§ **Work request**
Keep every character as it is and output all of the records.

===

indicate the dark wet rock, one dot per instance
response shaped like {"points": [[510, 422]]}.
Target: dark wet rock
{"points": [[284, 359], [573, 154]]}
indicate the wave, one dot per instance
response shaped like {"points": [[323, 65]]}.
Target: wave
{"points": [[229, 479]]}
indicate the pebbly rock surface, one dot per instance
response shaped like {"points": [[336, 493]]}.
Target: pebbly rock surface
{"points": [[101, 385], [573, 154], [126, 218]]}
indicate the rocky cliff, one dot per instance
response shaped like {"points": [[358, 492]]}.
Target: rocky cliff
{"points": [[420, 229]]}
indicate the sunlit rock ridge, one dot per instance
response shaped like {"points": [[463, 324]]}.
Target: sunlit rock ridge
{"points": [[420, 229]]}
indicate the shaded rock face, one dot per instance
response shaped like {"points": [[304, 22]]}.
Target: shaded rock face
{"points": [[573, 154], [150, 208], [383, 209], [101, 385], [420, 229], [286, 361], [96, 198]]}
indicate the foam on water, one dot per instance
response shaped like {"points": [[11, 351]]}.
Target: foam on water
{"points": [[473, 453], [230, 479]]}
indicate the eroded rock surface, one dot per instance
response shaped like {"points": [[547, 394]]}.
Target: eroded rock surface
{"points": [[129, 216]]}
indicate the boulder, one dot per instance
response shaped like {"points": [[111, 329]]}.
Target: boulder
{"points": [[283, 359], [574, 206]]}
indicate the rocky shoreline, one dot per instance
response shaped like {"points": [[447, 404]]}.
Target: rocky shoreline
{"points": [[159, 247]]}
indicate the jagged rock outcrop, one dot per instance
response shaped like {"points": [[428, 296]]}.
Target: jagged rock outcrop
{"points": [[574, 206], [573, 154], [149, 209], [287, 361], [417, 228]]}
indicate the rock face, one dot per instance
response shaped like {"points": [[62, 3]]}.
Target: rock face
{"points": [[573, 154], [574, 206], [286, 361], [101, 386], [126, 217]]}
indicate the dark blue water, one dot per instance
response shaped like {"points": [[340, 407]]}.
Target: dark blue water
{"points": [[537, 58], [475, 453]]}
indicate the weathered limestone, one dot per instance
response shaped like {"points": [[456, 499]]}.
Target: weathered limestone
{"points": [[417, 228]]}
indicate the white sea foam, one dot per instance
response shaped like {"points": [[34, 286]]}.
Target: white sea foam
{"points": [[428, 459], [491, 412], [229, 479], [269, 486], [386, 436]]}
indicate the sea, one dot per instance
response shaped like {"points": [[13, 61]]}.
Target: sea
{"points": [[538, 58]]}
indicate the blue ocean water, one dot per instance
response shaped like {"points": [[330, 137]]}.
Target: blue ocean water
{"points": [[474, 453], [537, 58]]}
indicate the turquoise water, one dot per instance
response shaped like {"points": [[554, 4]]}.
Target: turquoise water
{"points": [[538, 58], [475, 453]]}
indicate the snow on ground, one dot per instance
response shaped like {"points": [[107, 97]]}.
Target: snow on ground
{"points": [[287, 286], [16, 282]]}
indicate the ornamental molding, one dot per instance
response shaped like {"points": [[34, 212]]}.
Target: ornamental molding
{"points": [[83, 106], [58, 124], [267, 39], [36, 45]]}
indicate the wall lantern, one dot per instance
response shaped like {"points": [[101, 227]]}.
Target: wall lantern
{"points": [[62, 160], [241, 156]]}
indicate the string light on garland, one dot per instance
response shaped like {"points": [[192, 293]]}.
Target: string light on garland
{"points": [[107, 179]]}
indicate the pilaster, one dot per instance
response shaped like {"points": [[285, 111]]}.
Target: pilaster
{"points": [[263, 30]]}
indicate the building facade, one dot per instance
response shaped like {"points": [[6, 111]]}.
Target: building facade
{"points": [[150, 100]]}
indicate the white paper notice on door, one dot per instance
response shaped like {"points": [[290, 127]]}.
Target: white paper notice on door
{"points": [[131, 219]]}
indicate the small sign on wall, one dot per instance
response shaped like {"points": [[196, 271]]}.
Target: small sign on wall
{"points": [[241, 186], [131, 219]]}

===

§ **Written solution**
indicate the dark wet rock, one dot per instance
response shaped like {"points": [[510, 422]]}.
Target: dark wet rock
{"points": [[284, 359], [573, 154]]}
indicate the wave, one dot per instance
response shaped like {"points": [[323, 65]]}.
Target: wave
{"points": [[229, 479]]}
indicate the pebbly rock surface, one dot per instance
response shaped like {"points": [[336, 493]]}.
Target: pebbly rock surface
{"points": [[101, 385], [573, 154], [126, 218]]}
indicate the rocky cliff, one dot per instance
response shaped like {"points": [[358, 492]]}.
Target: rocky cliff
{"points": [[420, 229]]}
indicate the sunlit rock ridge, one dot per instance
response shaped like {"points": [[463, 324]]}.
Target: sunlit rock ridge
{"points": [[420, 229]]}
indicate the shaded rock face, one dot per instance
response shaped like {"points": [[304, 22]]}.
Target: shaded rock face
{"points": [[573, 154], [150, 208], [383, 209], [101, 385], [420, 229], [286, 361], [96, 198]]}
indicate the foam on water, one dot per instance
response shaped like {"points": [[11, 351]]}.
Target: foam on water
{"points": [[473, 453], [230, 479]]}
indicate the eroded rock surface, one dot per instance
response shaped like {"points": [[547, 394]]}.
Target: eroded rock surface
{"points": [[129, 216]]}
indicate the boulder, one dot per instance
response shaped like {"points": [[111, 329]]}.
Target: boulder
{"points": [[283, 359], [574, 206]]}
indicate the rocky shoreline, one dot per instance
response shaped like {"points": [[447, 404]]}.
Target: rocky shoreline
{"points": [[159, 247]]}
indicate the jagged rock outcrop, one dot per instance
response shaped like {"points": [[428, 296]]}.
Target: jagged rock outcrop
{"points": [[574, 206], [573, 154], [149, 209], [287, 361], [417, 228]]}
indicate the rock face, one dot per instance
response shaped like {"points": [[62, 3]]}.
Target: rock face
{"points": [[573, 154], [574, 206], [286, 361], [101, 386], [126, 217]]}
indicate the dark blue water, one dot per instance
response shaped like {"points": [[340, 407]]}.
Target: dark blue water
{"points": [[537, 58], [475, 453]]}
indicate the weathered limestone, one dot per instance
response shaped like {"points": [[456, 499]]}.
Target: weathered limestone
{"points": [[417, 228]]}
indicate the white sea foam, one dot per instance
response shaped like {"points": [[34, 286]]}.
Target: white sea foam
{"points": [[428, 459], [491, 412], [229, 479], [269, 486], [386, 436]]}
indicate the sea, one dot per instance
response shaped like {"points": [[13, 61]]}.
Target: sea
{"points": [[538, 58]]}
indicate the blue ocean water, one dot per instance
response shaped like {"points": [[330, 137]]}.
Target: blue ocean water
{"points": [[474, 453], [537, 58]]}
indicate the turquoise water, one dot per instance
response shaped like {"points": [[554, 4]]}.
Target: turquoise water
{"points": [[538, 58], [475, 453]]}
indicate the snow on ground, one dot per instance
response shaped like {"points": [[107, 97]]}.
Target: snow on ground
{"points": [[287, 286], [16, 282]]}
indicate the ornamental molding, one dot per instance
response shaped like {"points": [[34, 212]]}.
Target: ornamental molding
{"points": [[83, 106], [58, 124], [267, 39], [36, 45]]}
indicate the wall lantern, one dot per instance
response shaped like {"points": [[101, 227]]}.
Target: wall lantern
{"points": [[62, 160], [241, 156]]}
indicate the string light on garland, one dot per instance
response shaped like {"points": [[192, 293]]}.
Target: string light on garland
{"points": [[107, 179]]}
indicate the pilaster, one dot per instance
response shaped like {"points": [[285, 111]]}.
Target: pilaster
{"points": [[263, 30]]}
indicate the building facade, one dot per instance
response shaped like {"points": [[6, 111]]}.
Target: building facade
{"points": [[150, 100]]}
indicate the white paper notice on door, one dot per instance
response shaped like {"points": [[290, 127]]}.
Target: white paper notice on door
{"points": [[131, 219]]}
indicate the small sign on wall, one dot per instance
response shaped like {"points": [[196, 271]]}.
Target: small sign on wall
{"points": [[241, 186], [131, 219]]}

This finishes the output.